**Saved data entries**
- Opening Delimiter -

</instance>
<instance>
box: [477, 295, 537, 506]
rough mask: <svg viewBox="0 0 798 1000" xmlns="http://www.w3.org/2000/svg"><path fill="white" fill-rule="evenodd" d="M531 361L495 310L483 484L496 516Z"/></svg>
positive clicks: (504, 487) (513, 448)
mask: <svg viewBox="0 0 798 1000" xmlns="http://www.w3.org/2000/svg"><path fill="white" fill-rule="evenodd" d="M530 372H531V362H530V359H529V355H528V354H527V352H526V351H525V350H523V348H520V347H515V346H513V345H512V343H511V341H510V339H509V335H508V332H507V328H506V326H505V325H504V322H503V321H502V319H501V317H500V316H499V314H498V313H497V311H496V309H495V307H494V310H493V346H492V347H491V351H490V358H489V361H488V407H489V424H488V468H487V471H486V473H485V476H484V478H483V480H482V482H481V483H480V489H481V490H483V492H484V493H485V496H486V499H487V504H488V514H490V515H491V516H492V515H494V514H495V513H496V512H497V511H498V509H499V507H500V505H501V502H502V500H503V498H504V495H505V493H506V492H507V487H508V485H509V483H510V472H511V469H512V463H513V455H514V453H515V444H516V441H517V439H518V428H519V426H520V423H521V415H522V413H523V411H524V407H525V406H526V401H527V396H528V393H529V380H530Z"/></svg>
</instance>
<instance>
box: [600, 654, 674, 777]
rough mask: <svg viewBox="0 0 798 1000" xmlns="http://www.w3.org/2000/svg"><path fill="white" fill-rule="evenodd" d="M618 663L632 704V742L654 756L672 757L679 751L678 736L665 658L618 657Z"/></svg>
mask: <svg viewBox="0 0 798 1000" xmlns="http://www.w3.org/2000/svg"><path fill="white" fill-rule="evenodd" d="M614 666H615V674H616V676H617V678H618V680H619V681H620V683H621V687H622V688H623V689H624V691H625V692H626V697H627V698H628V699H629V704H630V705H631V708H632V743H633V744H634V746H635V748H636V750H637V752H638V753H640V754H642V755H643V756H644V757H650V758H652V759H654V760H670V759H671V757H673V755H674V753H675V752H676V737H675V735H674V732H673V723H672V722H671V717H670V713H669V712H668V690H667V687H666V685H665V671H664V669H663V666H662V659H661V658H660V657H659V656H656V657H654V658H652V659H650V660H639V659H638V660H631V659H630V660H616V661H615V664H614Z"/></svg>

- Closing Delimiter -

**Aim of the exercise**
Output every line of the records above as a JSON list of strings, with one string per line and blank lines omitted.

**Reply**
[
  "</instance>",
  "<instance>",
  "box: [477, 295, 537, 506]",
  "rough mask: <svg viewBox=\"0 0 798 1000\" xmlns=\"http://www.w3.org/2000/svg\"><path fill=\"white\" fill-rule=\"evenodd\" d=\"M531 361L495 310L483 484L496 516Z\"/></svg>",
  "positive clicks: (504, 487) (513, 448)",
  "mask: <svg viewBox=\"0 0 798 1000\" xmlns=\"http://www.w3.org/2000/svg\"><path fill=\"white\" fill-rule=\"evenodd\" d=\"M530 372H531V362H530V359H529V355H528V354H527V352H526V351H525V350H523V348H520V347H515V346H513V345H512V343H511V341H510V339H509V335H508V332H507V328H506V326H505V325H504V322H503V321H502V319H501V317H500V316H499V314H498V313H497V311H496V309H495V307H494V310H493V346H492V347H491V351H490V358H489V361H488V407H489V424H488V468H487V471H486V473H485V476H484V478H483V480H482V482H481V483H480V489H481V490H483V492H484V493H485V496H486V499H487V504H488V514H490V515H491V516H492V515H494V514H495V513H496V512H497V511H498V509H499V507H500V505H501V502H502V500H503V498H504V495H505V493H506V492H507V487H508V485H509V483H510V472H511V469H512V463H513V455H514V453H515V444H516V441H517V439H518V428H519V426H520V423H521V415H522V413H523V411H524V407H525V406H526V401H527V396H528V393H529V380H530Z\"/></svg>",
  "</instance>",
  "<instance>",
  "box: [600, 654, 674, 777]",
  "rough mask: <svg viewBox=\"0 0 798 1000\" xmlns=\"http://www.w3.org/2000/svg\"><path fill=\"white\" fill-rule=\"evenodd\" d=\"M618 663L632 704V742L654 756L672 757L679 751L678 736L665 658L618 657Z\"/></svg>",
  "mask: <svg viewBox=\"0 0 798 1000\" xmlns=\"http://www.w3.org/2000/svg\"><path fill=\"white\" fill-rule=\"evenodd\" d=\"M614 666H615V674H616V676H617V678H618V680H619V681H620V683H621V687H622V688H623V689H624V691H625V692H626V697H627V698H628V699H629V704H630V705H631V708H632V743H633V744H634V746H635V748H636V750H637V752H638V753H640V754H642V755H643V756H644V757H650V758H652V759H654V760H670V759H671V757H673V755H674V753H675V752H676V737H675V735H674V732H673V723H672V722H671V717H670V713H669V712H668V690H667V687H666V685H665V671H664V669H663V666H662V659H661V658H660V657H659V656H656V657H654V658H652V659H650V660H639V659H638V660H631V659H630V660H616V661H615V664H614Z\"/></svg>"
]